** START OF Dataset records **

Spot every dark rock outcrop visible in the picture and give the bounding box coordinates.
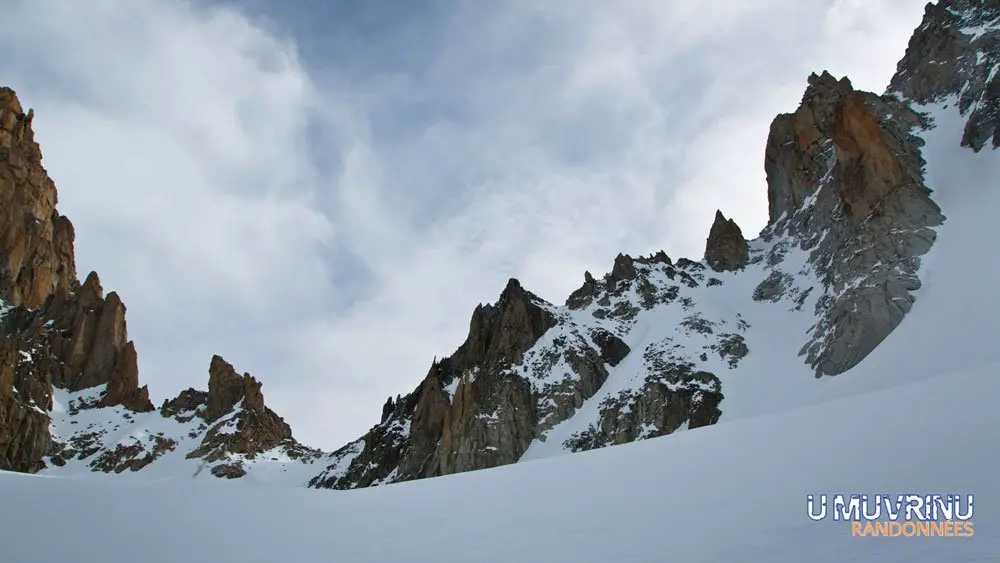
[754,73,944,376]
[0,88,153,471]
[705,211,750,272]
[888,0,1000,152]
[183,356,292,464]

** END OF Dataset records **

» **Exercise directions**: Arrange every line of the records above into a Markdown table with the columns Row and Line, numbering each row and skipping blank lines. Leave the pictures out.

» **Correct result**:
| Row | Line |
|---|---|
| 1 | Spot every dark rock outcrop visible in the picture and give the bounding box coordinates. |
| 2 | [754,73,944,376] |
| 3 | [0,88,153,471] |
| 4 | [705,211,750,272] |
| 5 | [888,0,1000,152] |
| 6 | [183,356,292,464] |